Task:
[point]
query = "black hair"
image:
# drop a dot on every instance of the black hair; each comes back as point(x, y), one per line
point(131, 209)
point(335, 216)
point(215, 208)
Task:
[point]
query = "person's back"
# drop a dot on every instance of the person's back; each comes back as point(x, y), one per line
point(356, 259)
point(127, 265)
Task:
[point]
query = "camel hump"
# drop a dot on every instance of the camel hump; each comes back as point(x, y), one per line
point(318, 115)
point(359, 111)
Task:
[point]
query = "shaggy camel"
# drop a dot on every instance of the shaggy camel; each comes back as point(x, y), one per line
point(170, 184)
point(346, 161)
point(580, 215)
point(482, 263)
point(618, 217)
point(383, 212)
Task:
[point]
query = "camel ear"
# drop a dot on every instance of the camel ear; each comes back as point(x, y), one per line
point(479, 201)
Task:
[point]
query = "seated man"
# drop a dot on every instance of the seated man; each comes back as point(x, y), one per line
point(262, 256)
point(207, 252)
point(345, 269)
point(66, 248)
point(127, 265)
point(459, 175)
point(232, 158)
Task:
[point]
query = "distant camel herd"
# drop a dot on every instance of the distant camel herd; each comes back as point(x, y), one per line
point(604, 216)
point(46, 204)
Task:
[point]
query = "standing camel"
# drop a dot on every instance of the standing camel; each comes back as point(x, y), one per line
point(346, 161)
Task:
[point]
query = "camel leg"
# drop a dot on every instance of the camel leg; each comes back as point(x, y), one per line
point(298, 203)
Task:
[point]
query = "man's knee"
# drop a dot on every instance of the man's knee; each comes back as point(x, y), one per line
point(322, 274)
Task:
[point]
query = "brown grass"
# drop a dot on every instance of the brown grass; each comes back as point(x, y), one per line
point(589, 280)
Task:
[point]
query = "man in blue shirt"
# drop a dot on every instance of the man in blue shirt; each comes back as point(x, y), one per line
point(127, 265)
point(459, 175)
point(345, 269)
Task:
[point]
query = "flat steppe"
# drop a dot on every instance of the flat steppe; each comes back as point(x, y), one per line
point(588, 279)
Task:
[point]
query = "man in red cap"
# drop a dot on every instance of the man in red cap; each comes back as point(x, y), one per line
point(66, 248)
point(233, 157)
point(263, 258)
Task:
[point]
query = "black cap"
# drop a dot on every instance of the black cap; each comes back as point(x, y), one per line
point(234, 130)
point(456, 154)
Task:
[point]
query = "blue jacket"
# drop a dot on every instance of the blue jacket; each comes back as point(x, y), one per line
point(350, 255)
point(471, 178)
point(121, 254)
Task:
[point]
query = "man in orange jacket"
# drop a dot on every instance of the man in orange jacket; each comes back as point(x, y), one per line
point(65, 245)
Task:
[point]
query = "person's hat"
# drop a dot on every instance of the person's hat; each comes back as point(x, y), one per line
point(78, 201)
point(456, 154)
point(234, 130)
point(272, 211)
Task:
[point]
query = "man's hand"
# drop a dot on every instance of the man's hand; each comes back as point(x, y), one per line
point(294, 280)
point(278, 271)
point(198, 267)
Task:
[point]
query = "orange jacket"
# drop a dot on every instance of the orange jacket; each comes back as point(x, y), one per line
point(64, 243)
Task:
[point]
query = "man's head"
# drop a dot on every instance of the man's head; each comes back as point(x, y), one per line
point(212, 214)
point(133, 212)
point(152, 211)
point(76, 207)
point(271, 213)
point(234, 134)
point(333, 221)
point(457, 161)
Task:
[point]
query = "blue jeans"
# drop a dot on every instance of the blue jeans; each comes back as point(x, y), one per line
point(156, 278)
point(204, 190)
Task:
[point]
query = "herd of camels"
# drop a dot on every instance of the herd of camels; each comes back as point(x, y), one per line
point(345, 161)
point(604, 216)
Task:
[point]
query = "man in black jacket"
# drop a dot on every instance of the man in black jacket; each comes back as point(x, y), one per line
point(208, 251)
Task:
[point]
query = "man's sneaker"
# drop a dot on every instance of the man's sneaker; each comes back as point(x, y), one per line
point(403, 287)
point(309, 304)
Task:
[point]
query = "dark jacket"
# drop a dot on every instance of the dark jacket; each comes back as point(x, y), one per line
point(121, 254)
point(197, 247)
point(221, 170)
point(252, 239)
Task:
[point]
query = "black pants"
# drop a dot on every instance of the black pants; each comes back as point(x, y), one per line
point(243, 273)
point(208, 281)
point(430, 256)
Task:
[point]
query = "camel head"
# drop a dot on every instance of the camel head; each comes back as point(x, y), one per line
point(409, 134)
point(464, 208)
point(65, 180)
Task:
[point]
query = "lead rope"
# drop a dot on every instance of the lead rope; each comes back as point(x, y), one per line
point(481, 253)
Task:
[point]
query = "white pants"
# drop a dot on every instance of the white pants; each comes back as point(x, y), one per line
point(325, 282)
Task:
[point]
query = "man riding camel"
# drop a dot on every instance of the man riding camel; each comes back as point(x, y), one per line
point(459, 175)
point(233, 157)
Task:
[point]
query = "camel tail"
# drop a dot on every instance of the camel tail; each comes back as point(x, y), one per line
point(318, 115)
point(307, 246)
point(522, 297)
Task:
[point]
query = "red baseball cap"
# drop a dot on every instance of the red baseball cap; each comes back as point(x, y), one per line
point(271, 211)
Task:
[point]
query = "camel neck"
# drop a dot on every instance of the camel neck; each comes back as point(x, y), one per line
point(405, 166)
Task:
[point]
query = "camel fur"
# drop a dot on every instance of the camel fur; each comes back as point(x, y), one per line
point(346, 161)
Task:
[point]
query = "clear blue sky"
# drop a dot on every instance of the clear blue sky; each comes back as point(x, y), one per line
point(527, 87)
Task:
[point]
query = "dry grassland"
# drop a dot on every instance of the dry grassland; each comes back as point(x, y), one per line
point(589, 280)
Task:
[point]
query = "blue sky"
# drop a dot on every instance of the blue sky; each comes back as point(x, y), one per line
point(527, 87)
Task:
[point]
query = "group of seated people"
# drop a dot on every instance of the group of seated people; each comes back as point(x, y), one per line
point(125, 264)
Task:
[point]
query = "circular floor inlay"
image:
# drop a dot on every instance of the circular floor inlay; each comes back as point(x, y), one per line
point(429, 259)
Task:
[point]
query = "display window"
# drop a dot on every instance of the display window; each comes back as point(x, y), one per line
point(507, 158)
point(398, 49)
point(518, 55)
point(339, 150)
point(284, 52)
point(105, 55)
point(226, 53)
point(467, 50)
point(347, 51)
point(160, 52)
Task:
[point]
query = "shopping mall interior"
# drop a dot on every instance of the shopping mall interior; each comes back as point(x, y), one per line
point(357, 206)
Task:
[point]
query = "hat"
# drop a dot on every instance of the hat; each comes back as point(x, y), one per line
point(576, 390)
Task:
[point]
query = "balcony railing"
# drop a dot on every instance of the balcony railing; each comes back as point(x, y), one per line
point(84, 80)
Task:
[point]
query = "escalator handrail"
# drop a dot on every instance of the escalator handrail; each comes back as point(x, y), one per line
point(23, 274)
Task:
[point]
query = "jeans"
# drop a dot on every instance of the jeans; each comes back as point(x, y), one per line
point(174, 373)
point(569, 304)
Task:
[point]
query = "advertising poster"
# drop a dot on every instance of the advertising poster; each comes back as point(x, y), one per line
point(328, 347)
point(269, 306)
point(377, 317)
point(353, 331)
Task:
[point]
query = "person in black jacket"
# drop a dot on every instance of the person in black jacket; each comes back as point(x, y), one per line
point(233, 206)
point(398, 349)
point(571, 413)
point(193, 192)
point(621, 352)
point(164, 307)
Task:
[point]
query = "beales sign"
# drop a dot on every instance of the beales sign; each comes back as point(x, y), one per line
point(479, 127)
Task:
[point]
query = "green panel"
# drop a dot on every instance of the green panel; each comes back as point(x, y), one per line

--

Set task |
Exactly reproduce all of the entries.

Solution to this exercise |
Task:
[point]
query = "black hair"
image:
# drop a dot on every instance of the black hair; each comes back as point(x, y), one per line
point(131, 209)
point(335, 216)
point(215, 208)
Task:
[point]
query = "person's back"
# drop a dot on every instance of the person's back; each comes back as point(x, y), one per line
point(356, 259)
point(127, 265)
Task:
[point]
query = "camel hump"
# drop a dot on every instance of the camel hump; each comes back as point(x, y), one per line
point(318, 115)
point(359, 111)
Task:
[point]
query = "shaggy camel"
# drop a dot on every instance of the shaggy camel; each comes back as point(x, y), one per line
point(170, 184)
point(346, 161)
point(580, 215)
point(482, 263)
point(618, 217)
point(383, 212)
Task:
[point]
query = "camel ear"
# drop a dot on every instance of the camel ear; each comes back as point(x, y), one per line
point(479, 201)
Task:
[point]
query = "seated man"
# drop a dot on every instance of the seated man; each comes back as point(x, y), one per line
point(262, 256)
point(207, 252)
point(345, 269)
point(66, 248)
point(127, 265)
point(459, 175)
point(232, 158)
Task:
[point]
query = "distant camel herd"
# drop a dot on every instance of the distant camel herd; each comes back as point(x, y), one per line
point(604, 216)
point(46, 204)
Task:
[point]
query = "standing camel"
# drop a dot on every instance of the standing camel; each comes back as point(x, y), one per line
point(346, 161)
Task:
[point]
query = "camel leg"
# drop a dot on every instance of the camel leg; each comes back as point(x, y), one per line
point(298, 203)
Task:
[point]
query = "man's knee"
# drop a dot on every instance of the man's knee; each comes back as point(x, y), one per line
point(322, 274)
Task:
[point]
query = "brown grass"
# drop a dot on every instance of the brown grass; each comes back as point(x, y), one per line
point(589, 280)
Task:
[point]
query = "man in blue shirt"
# drop a dot on every instance of the man in blue shirt; each comes back as point(x, y), one per line
point(127, 265)
point(459, 175)
point(345, 269)
Task:
[point]
query = "flat steppe"
# drop a dot on every instance of the flat steppe; each comes back as point(x, y), one per line
point(588, 279)
Task:
[point]
query = "man in red cap"
# drop a dot on every instance of the man in red cap; each comes back as point(x, y), one per line
point(66, 248)
point(233, 157)
point(263, 258)
Task:
[point]
query = "black cap"
# drop a dot on every instance of the black cap; each comes back as point(x, y), one per line
point(234, 130)
point(456, 154)
Task:
[point]
query = "blue jacket"
# drop a dot on every instance of the blue jacket; each comes back as point(x, y), one per line
point(350, 255)
point(471, 178)
point(121, 254)
Task:
[point]
query = "man in orange jacket"
# drop a dot on every instance of the man in orange jacket; each comes back as point(x, y), one per line
point(65, 245)
Task:
[point]
query = "person's hat"
# drop a dot on every instance of the person's hat; each comes back as point(x, y), one per line
point(78, 201)
point(456, 154)
point(234, 130)
point(272, 211)
Task:
[point]
query = "man's hand"
# drop a dot on every instance of the man's hand; each comes back as point(x, y), one per line
point(294, 280)
point(278, 271)
point(198, 267)
Task:
[point]
query = "orange jacket"
# drop a dot on every instance of the orange jacket; each comes back as point(x, y), one per line
point(64, 243)
Task:
[point]
query = "man's head"
# drop a dot on every instance of the man's head; each comes back as point(x, y), one per line
point(212, 214)
point(133, 212)
point(152, 211)
point(76, 207)
point(271, 213)
point(234, 134)
point(333, 221)
point(457, 161)
Task:
[point]
query = "blue jeans"
# drop a dot on every instance of the blue jeans; each comes back as point(x, y), one per line
point(156, 278)
point(204, 190)
Task:
[point]
query = "herd of camels"
# drop a dot on every instance of the herd of camels; each comes back as point(x, y), one per line
point(345, 161)
point(604, 216)
Task:
[point]
query = "man in black jacket"
# drop a dot on every instance of the man in black jacket; each comes back as point(x, y), one per line
point(208, 251)
Task:
[point]
query = "man's sneaker"
# drop a dot on every instance of the man's sneaker; each comes back as point(x, y), one per line
point(403, 287)
point(309, 304)
Task:
[point]
query = "dark jacket"
# drop a dot on every instance of the dark jacket; each comes back as point(x, y), one per line
point(121, 254)
point(197, 247)
point(221, 170)
point(252, 239)
Task:
[point]
query = "black pants"
# drop a dot on every instance of the black pants; each comes back as point(x, y), one per line
point(243, 273)
point(208, 281)
point(430, 256)
Task:
[point]
query = "camel head"
# drop a dot on every instance of the camel head; each comes back as point(x, y), one per line
point(409, 134)
point(464, 208)
point(65, 180)
Task:
[point]
query = "lead rope"
# drop a dot on every instance of the lead rope; each comes back as point(x, y), one per line
point(481, 253)
Task:
[point]
query = "white pants"
# drop a dot on every instance of the white pants; each comes back as point(x, y), one per line
point(325, 282)
Task:
[point]
query = "man riding camel"
# drop a dot on every instance of the man riding camel; each comes back as point(x, y), one per line
point(459, 175)
point(233, 157)
Task:
[point]
query = "camel tail"
# drop a dot on every instance of the camel tail; each comes back as point(x, y), one per line
point(318, 115)
point(307, 246)
point(522, 297)
Task:
[point]
query = "red baseball cap"
# drop a dot on every instance of the red baseball cap; each comes back as point(x, y), one per line
point(271, 211)
Task:
[point]
query = "camel neck"
# drop a dot on every instance of the camel neck; each comes back as point(x, y), one per line
point(405, 166)
Task:
[point]
query = "camel fur"
# drop a dot on every instance of the camel fur; each comes back as point(x, y), one per line
point(346, 161)
Task:
[point]
query = "clear blue sky"
# drop a dot on every instance of the clear blue sky; each comes back as point(x, y), one per line
point(527, 87)
Task:
[point]
query = "dry grassland"
# drop a dot on every instance of the dry grassland; each comes back as point(x, y), one per line
point(589, 280)
Task:
[point]
query = "blue sky"
# drop a dot on every instance of the blue sky; each comes back as point(x, y), one per line
point(527, 87)
Task:
[point]
query = "group of seated people"
# drop a dot on every instance of the group of seated people; each comes back as point(x, y), one per line
point(125, 264)
Task:
[point]
query = "circular floor inlay"
image:
# drop a dot on every instance of the circular floor inlay; each comes back as point(x, y), one per line
point(429, 259)
Task:
[point]
query = "display window"
# drop a dot on every instance of the display window; each comes back as point(x, y), one per line
point(507, 158)
point(398, 49)
point(518, 55)
point(339, 150)
point(284, 52)
point(105, 55)
point(226, 53)
point(467, 50)
point(347, 51)
point(160, 52)
Task:
[point]
query = "shopping mall interior"
# drop a dot on every instance of the shopping mall interior; each comes back as point(x, y), one per line
point(357, 206)
Task:
[point]
query = "hat"
# drop a dot on every instance of the hat; each comes back as point(x, y), one per line
point(576, 390)
Task:
[point]
query = "balcony railing"
# drop a dot on every instance of the balcony railing; each comes back as point(x, y), one per line
point(84, 80)
Task:
[point]
query = "escalator handrail"
# drop a dot on every instance of the escalator handrail; each comes back as point(x, y), one per line
point(23, 274)
Task:
[point]
query = "jeans"
# drop a dot on every instance of the jeans; each comes back as point(x, y), one per line
point(174, 373)
point(569, 304)
Task:
[point]
query = "advertising poster"
# drop a dot on every instance of the advertising poster; each comes back as point(x, y), one per line
point(328, 347)
point(269, 306)
point(377, 317)
point(353, 331)
Task:
[point]
query = "person in black jacket"
# drop a dot on every instance of the person in black jacket; each comes back as point(x, y), one per line
point(233, 206)
point(398, 349)
point(571, 413)
point(193, 192)
point(621, 352)
point(164, 307)
Task:
[point]
query = "beales sign"
# drop a dot on every instance of the beales sign; each comes back as point(x, y), one per line
point(479, 127)
Task:
[point]
query = "green panel"
# drop a dot on every instance of the green panel; each comes back as point(x, y), one per line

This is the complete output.